*** Document source

La récente et terrible crise économique nous rendra-telle plus méfiants à l’égard des spécialistes, il faudrait l’espérer. Rappelons-nous les champions du : « hors du libre échange et de la mondialisation pas de salut »
Il y a une autre engeance, dont on aurait dû se méfier aussi, ce sont les démographes, de ceux qui longtemps ont prétendu que : « la terre pourrait porter et nourrir sans problème 9 milliards d’individus » En déclarant cela ils ont encouragé la natalité, sans penser qu’après cet instant T des 9 milliards d’individus, il y aurait un instant T+ 1, puis T+ 2, T+ 3 etc. Que se passerait-il à ce moment là et jusqu’où irait-on ?
Nous allons atteindre les 7 milliards et on voit bien que la théorie sympathique qu’ils nous ont vendue se lézarde, famines, guerres pour les terres cultivables, les Asiatiques achètent même des territoires en Afrique. Dans un ouvrage récent Jean-Paul Charvet*précise que : « Le nombre de personnes survivant en situation de sous alimentation chronique, après avoir légèrement régressé pendant la première moitié des années 1990 est ensuite reparti à la hausse » Actuellement 965 millions de personnes dans le monde ne mangent pas à leur faim tous les jours.

******

Parties de l'exercice>
1) Recopiez le passage du texte sur la surpopulation allant de « Nous allons atteindre » à « tous les jours. », en substituant « terres arables » à « terres cultivables ».
2) Poursuivez le texte sur la surpopulation à la suite de sa dernière phrase.
Les données qui suivent constituent un matériau distinct, sans rapport avec le texte sur la surpopulation.

*** Données fournies

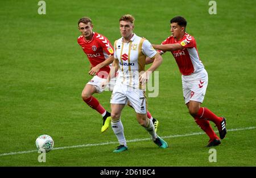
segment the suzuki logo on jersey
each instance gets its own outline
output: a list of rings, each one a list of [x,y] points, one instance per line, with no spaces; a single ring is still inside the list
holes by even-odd
[[[126,61],[128,59],[128,55],[126,55],[125,53],[122,55],[122,60]]]
[[[125,66],[134,66],[134,63],[121,63],[119,62],[119,64],[121,65],[125,65]]]
[[[185,52],[184,52],[184,51],[181,51],[179,52],[174,53],[173,54],[174,54],[174,57],[178,57],[178,56],[180,56],[181,55],[185,55]]]
[[[88,57],[98,57],[101,56],[101,54],[98,53],[96,53],[96,54],[86,54]]]

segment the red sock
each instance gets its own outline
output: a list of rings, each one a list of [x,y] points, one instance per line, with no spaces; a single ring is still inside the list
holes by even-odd
[[[210,140],[213,140],[214,139],[220,139],[212,129],[208,121],[205,120],[205,119],[200,118],[196,116],[194,117],[194,119],[196,123],[205,132],[207,135],[208,135]]]
[[[151,119],[152,118],[151,114],[148,111],[147,111],[147,116],[148,119]]]
[[[218,125],[222,120],[222,118],[217,117],[213,112],[210,111],[207,107],[200,107],[197,115],[200,118],[206,119],[213,122],[216,125]]]
[[[95,109],[101,114],[102,114],[106,111],[104,107],[101,105],[98,101],[93,96],[86,99],[84,100],[84,102],[85,102],[89,106]]]

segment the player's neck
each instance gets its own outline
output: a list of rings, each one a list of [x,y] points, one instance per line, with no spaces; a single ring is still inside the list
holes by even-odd
[[[176,40],[177,41],[180,40],[183,38],[184,35],[185,35],[185,32],[183,32],[183,33],[182,33],[181,34],[180,34],[180,35],[179,35],[179,36],[177,36],[177,37],[176,38]]]
[[[134,33],[131,33],[131,35],[127,37],[127,38],[123,37],[123,42],[124,43],[128,43],[128,42],[129,42],[130,40],[131,40],[131,39],[133,38],[133,35],[134,35]]]

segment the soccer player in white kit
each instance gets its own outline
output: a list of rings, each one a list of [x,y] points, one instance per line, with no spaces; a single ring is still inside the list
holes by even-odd
[[[183,96],[189,113],[209,137],[207,146],[217,146],[221,143],[220,139],[209,121],[216,124],[220,137],[223,139],[226,134],[226,119],[217,116],[207,107],[201,107],[208,84],[208,76],[199,58],[196,41],[185,32],[187,21],[184,18],[176,16],[170,23],[172,36],[167,38],[161,45],[152,45],[159,49],[158,52],[161,55],[166,51],[171,52],[182,74]]]
[[[156,133],[153,122],[147,117],[146,98],[143,89],[149,74],[161,64],[162,58],[152,47],[150,43],[133,33],[134,18],[131,15],[124,15],[119,19],[119,29],[122,38],[114,45],[113,67],[118,70],[115,85],[110,99],[111,124],[119,146],[114,152],[127,150],[121,120],[122,110],[128,101],[134,109],[138,122],[151,135],[154,142],[159,147],[168,147],[167,143]],[[146,57],[154,59],[152,65],[144,71]],[[111,76],[109,76],[109,80]]]

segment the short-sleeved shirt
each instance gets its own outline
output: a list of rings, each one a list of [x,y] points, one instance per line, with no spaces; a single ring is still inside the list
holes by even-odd
[[[103,62],[109,55],[114,53],[114,49],[109,40],[104,36],[93,32],[92,40],[86,42],[83,36],[77,39],[78,43],[86,54],[89,61],[93,67]],[[106,78],[110,71],[109,66],[101,68],[96,74],[98,77]]]
[[[135,34],[127,43],[124,43],[122,38],[115,40],[114,47],[114,57],[118,59],[120,66],[117,82],[141,88],[139,73],[145,71],[146,57],[153,58],[157,52],[147,40]]]
[[[181,50],[172,51],[177,64],[182,74],[187,76],[192,73],[197,73],[204,68],[196,48],[196,43],[194,37],[185,33],[183,37],[177,41],[172,36],[169,36],[162,44],[180,43],[183,48]],[[159,51],[162,53],[164,52]]]

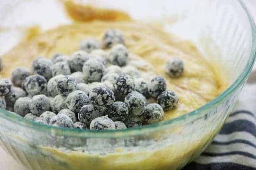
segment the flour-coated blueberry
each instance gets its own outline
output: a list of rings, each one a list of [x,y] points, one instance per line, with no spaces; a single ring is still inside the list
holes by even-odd
[[[118,77],[114,84],[114,87],[117,93],[122,95],[127,95],[135,89],[134,79],[129,75]]]
[[[157,97],[157,103],[164,110],[173,109],[179,102],[179,97],[172,91],[167,90],[163,92]]]
[[[49,124],[54,126],[73,128],[74,123],[71,119],[66,115],[60,114],[54,116],[50,120]]]
[[[29,109],[31,113],[39,116],[43,112],[50,110],[50,99],[43,95],[35,95],[29,102]]]
[[[90,129],[96,130],[109,130],[116,129],[116,125],[113,120],[106,116],[97,117],[90,124]]]
[[[23,88],[31,96],[44,94],[47,86],[46,79],[43,76],[39,75],[27,77],[23,84]]]
[[[21,87],[23,82],[26,77],[30,75],[29,71],[27,68],[19,67],[15,69],[11,74],[11,81],[14,84]]]
[[[32,73],[38,74],[49,79],[52,77],[53,63],[50,60],[38,57],[32,64]]]
[[[154,97],[157,97],[161,93],[166,89],[165,79],[162,76],[155,76],[149,83],[148,93]]]
[[[71,72],[82,71],[84,64],[89,59],[89,55],[84,51],[79,50],[72,54],[68,60]]]
[[[90,103],[89,97],[82,91],[75,91],[70,93],[66,99],[66,104],[68,108],[76,113],[80,111],[84,106]]]
[[[58,80],[57,88],[59,94],[66,96],[77,90],[77,82],[70,76],[65,76]]]

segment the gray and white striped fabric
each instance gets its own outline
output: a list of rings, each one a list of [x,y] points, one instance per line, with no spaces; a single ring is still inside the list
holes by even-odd
[[[231,113],[212,144],[183,170],[256,170],[256,124],[251,112]]]

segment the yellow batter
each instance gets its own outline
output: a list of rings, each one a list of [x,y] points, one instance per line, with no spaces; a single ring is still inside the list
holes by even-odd
[[[75,20],[74,24],[44,32],[34,28],[30,30],[26,38],[3,56],[4,66],[0,77],[10,77],[13,71],[19,66],[30,68],[38,56],[50,58],[56,53],[69,55],[78,50],[81,40],[92,37],[100,40],[106,31],[114,29],[123,33],[132,61],[143,60],[147,63],[147,66],[138,66],[138,68],[164,76],[167,88],[179,96],[177,108],[165,112],[165,120],[199,108],[215,98],[229,85],[228,79],[215,65],[204,59],[194,46],[165,33],[159,25],[133,21],[120,12],[106,12],[69,2],[66,7]],[[175,57],[183,60],[185,71],[180,78],[171,78],[165,73],[164,66],[167,60]],[[183,144],[181,143],[179,146],[171,145],[157,151],[127,153],[121,150],[120,153],[102,156],[79,151],[66,153],[56,148],[39,146],[40,152],[61,160],[66,166],[61,167],[54,161],[39,158],[40,156],[31,157],[29,161],[33,163],[37,161],[45,164],[45,170],[170,170],[185,163],[194,151],[201,149],[218,130],[215,129],[207,137],[201,137],[200,141],[191,143],[189,148],[183,148]]]

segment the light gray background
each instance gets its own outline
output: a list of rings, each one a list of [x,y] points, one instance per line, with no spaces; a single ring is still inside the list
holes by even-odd
[[[244,0],[247,3],[251,13],[256,20],[256,1],[255,0]],[[256,103],[256,96],[255,95],[249,95],[250,94],[254,94],[255,93],[247,93],[256,91],[256,68],[254,68],[253,73],[251,75],[248,83],[245,86],[242,93],[238,102],[238,107],[244,109],[248,109],[251,111],[256,110],[255,108],[252,107],[250,104],[252,102]],[[255,105],[254,105],[254,106]],[[0,148],[0,170],[27,170],[26,168],[18,164],[9,155],[7,155],[2,148]]]

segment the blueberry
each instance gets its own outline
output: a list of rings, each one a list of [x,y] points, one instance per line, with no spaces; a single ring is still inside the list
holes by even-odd
[[[59,93],[66,96],[77,89],[75,80],[69,76],[65,76],[58,80],[57,88]]]
[[[157,103],[164,110],[168,110],[175,108],[179,102],[179,97],[175,93],[170,90],[163,92],[157,97]]]
[[[88,54],[84,51],[80,50],[73,53],[68,60],[71,72],[82,71],[84,64],[88,60]]]
[[[45,125],[48,124],[47,122],[46,122],[45,121],[44,121],[42,120],[40,120],[40,119],[38,119],[38,120],[36,120],[35,121],[35,122],[38,123],[39,124],[45,124]]]
[[[78,113],[78,119],[82,123],[89,126],[94,119],[103,116],[99,110],[92,104],[84,105]]]
[[[116,73],[112,73],[106,74],[101,78],[101,82],[109,81],[113,84],[116,82],[116,79],[118,77],[118,75]]]
[[[58,81],[63,77],[64,75],[58,75],[51,78],[49,80],[47,84],[47,91],[50,95],[54,97],[59,95],[57,88]]]
[[[30,96],[45,93],[47,82],[40,75],[36,75],[27,77],[23,83],[23,87],[27,93]]]
[[[102,116],[92,120],[90,124],[90,129],[97,130],[109,130],[116,129],[113,120],[107,116]]]
[[[165,80],[163,77],[153,77],[148,84],[148,93],[154,97],[156,97],[166,89]]]
[[[32,73],[38,74],[49,79],[52,77],[52,62],[49,59],[42,57],[38,57],[32,64]]]
[[[52,111],[57,114],[61,110],[67,108],[66,98],[66,97],[61,95],[55,96],[50,102]]]
[[[28,97],[20,97],[15,102],[14,111],[21,116],[24,116],[30,113],[29,103],[31,99]]]
[[[122,102],[116,102],[109,107],[106,112],[109,117],[113,121],[124,121],[128,115],[128,106]]]
[[[71,78],[73,78],[77,82],[77,83],[84,83],[85,81],[84,77],[84,74],[81,71],[77,71],[70,75]]]
[[[125,102],[127,105],[130,114],[140,116],[142,114],[146,105],[145,97],[137,91],[128,94],[125,99]]]
[[[70,117],[65,115],[60,114],[54,116],[50,120],[49,124],[54,126],[73,128],[74,123]]]
[[[123,129],[126,129],[126,125],[122,121],[114,121],[115,125],[116,126],[116,129],[118,130],[120,130]]]
[[[107,108],[115,101],[113,92],[109,88],[98,86],[93,88],[89,94],[91,104],[97,108]]]
[[[5,96],[5,101],[7,105],[9,106],[13,106],[15,102],[20,97],[25,97],[26,92],[21,88],[19,87],[12,87],[11,91]]]
[[[103,75],[105,66],[94,59],[90,59],[83,66],[83,73],[86,82],[100,82]]]
[[[6,109],[6,102],[3,97],[0,97],[0,108]]]
[[[121,94],[127,95],[135,89],[133,78],[129,75],[123,75],[118,77],[114,84],[114,87],[116,91]]]
[[[96,87],[105,87],[105,84],[104,84],[103,83],[101,83],[100,82],[93,82],[93,83],[88,84],[88,86],[89,87],[89,91],[91,91]]]
[[[85,92],[88,96],[89,96],[90,89],[89,88],[89,86],[88,86],[87,84],[85,83],[79,83],[77,84],[77,90],[83,91]]]
[[[110,81],[105,81],[105,82],[103,82],[102,83],[104,86],[109,88],[114,93],[116,93],[116,90],[114,87],[113,83]]]
[[[74,124],[74,128],[80,130],[86,130],[88,129],[86,125],[81,121],[77,121]]]
[[[29,109],[32,114],[39,116],[43,112],[50,110],[50,99],[43,95],[34,96],[29,102]]]
[[[122,44],[115,45],[109,53],[110,62],[113,65],[120,67],[126,66],[128,62],[128,51]]]
[[[138,116],[129,115],[125,121],[127,128],[136,128],[143,125],[143,119]]]
[[[116,73],[118,75],[121,75],[124,74],[122,68],[121,68],[121,67],[115,65],[110,66],[105,69],[105,71],[104,72],[104,75],[109,73]]]
[[[92,51],[99,49],[100,49],[100,42],[91,39],[87,39],[81,41],[79,46],[79,49],[88,53],[91,53]]]
[[[143,116],[145,121],[151,124],[163,120],[164,112],[162,107],[156,103],[148,104],[145,107]]]
[[[53,64],[52,66],[53,76],[59,75],[69,75],[71,73],[71,72],[67,62],[65,61],[58,62]]]
[[[148,82],[142,78],[134,79],[135,90],[142,94],[145,97],[149,97]]]
[[[68,116],[71,120],[72,120],[74,123],[77,121],[75,113],[68,109],[64,108],[64,109],[61,110],[58,113],[58,115],[65,115]]]
[[[12,83],[9,79],[0,79],[0,96],[5,96],[9,94],[12,86]]]
[[[15,86],[21,87],[22,82],[30,75],[30,73],[27,68],[18,67],[12,72],[11,81]]]
[[[25,115],[25,116],[24,116],[24,119],[26,120],[35,121],[36,120],[38,120],[39,119],[39,117],[38,116],[37,116],[36,115],[34,115],[32,114],[32,113],[27,113]]]
[[[104,35],[102,40],[103,47],[105,48],[111,48],[118,44],[124,44],[125,38],[119,31],[113,29],[107,31]]]
[[[1,99],[0,99],[0,102],[2,102],[2,101],[0,100]],[[1,105],[2,105],[2,106],[4,107],[4,106],[3,106],[2,104],[0,104],[0,108],[1,108]],[[5,108],[5,110],[6,110],[7,111],[9,111],[9,112],[14,112],[14,107],[11,107],[11,106],[6,106],[6,108]],[[17,115],[18,115],[18,114],[17,114],[16,113],[16,113]]]
[[[170,59],[165,66],[165,72],[171,77],[180,77],[184,72],[184,64],[182,61],[179,58]]]
[[[56,115],[53,112],[46,111],[42,113],[39,117],[39,120],[46,122],[47,124],[50,122],[51,119],[56,116]]]
[[[85,92],[75,91],[70,93],[66,99],[68,108],[72,112],[78,113],[84,105],[90,103],[89,97]]]
[[[52,61],[54,64],[58,62],[67,62],[68,57],[61,54],[56,54],[52,57]]]

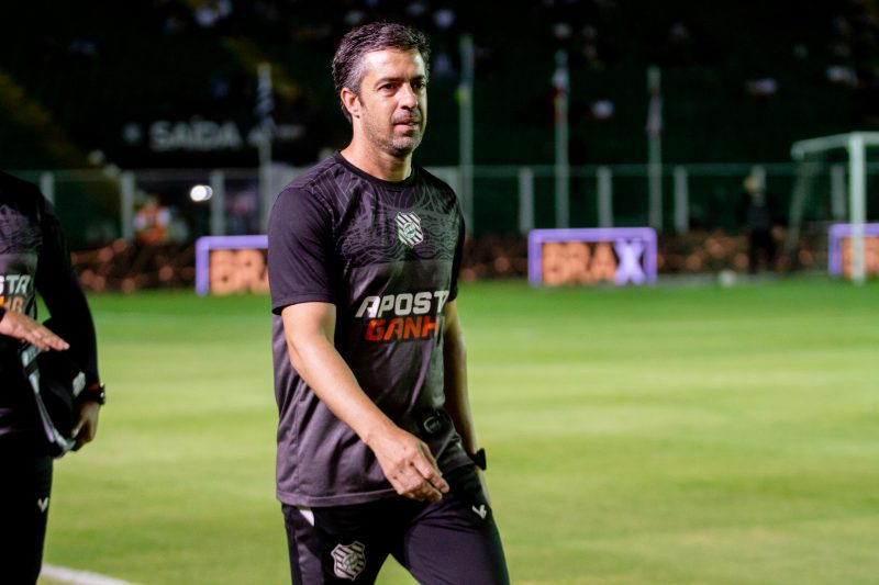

******

Réponses attendues>
1)
Nous allons atteindre les 7 milliards et on voit bien que la théorie sympathique qu’ils nous ont vendue se lézarde, famines, guerres pour les terres arables, les Asiatiques achètent même des territoires en Afrique. Dans un ouvrage récent Jean-Paul Charvet*précise que : « Le nombre de personnes survivant en situation de sous alimentation chronique, après avoir légèrement régressé pendant la première moitié des années 1990 est ensuite reparti à la hausse » Actuellement 965 millions de personnes dans le monde ne mangent pas à leur faim tous les jours.

2)
Depuis le début de l’humanité, si on analyse la progression de la population planétaire, il faut attendre l’an 1800 de notre ère pour passer le cap du milliard, puis 1960, 3 milliards, et en 2000 soit quarante ans plus tard, on passe de 3 à 6. Si le taux de natalité est en baisse grâce à la contraception dans les pays occidentaux, on a, sur ces mêmes quarante années, au contraire une multiplication de la population par 2 quelquefois 3 (le Pakistan) ou 4 (le Yémen) dans d’autres parties du monde. Actuellement la démographie augmente de 200.000 par jour, soit 75 millions par an. C’est énorme ! Alors aujourd’hui on se réveille, n’est-ce pas un peu tard ?
Lors d’un entretien avec Télérama, en mai 2008, Edgard Pisani* déclare ceci : « Nous avons, fort heureusement, inventé des moyens de diminuer la mortalité infantile. Mais, ce faisant, nous avons crée une explosion démographique sans précédent. La planète n’est pas faite pour accueillir les neufs milliards d’êtres prévus pour 2050 leur donner à manger en suffisance »
Qui a entendu René Dumont alerter, dans différents ouvrages, sur le risque d’une démographie non maîtrisée qui, rapidement, déconnecterait la population de la planète de la courbe de la production alimentaire? Les spécialistes n’auraient-ils pas dû, plus nombreux, nous dire cela, nous mettre en garde depuis longtemps sur ce risque d’explosion, en nous obligeant à y réfléchir avant, afin que jamais nous n’atteignions ce chiffre ? Réflexion qui aurait dû concerner tout le monde, pays développés et pays émergeants. Maintenant, on commence à s’alarmer mais on ne sait pas comment parler de ce sujet délicat, indispensable et « politiquement incorrect »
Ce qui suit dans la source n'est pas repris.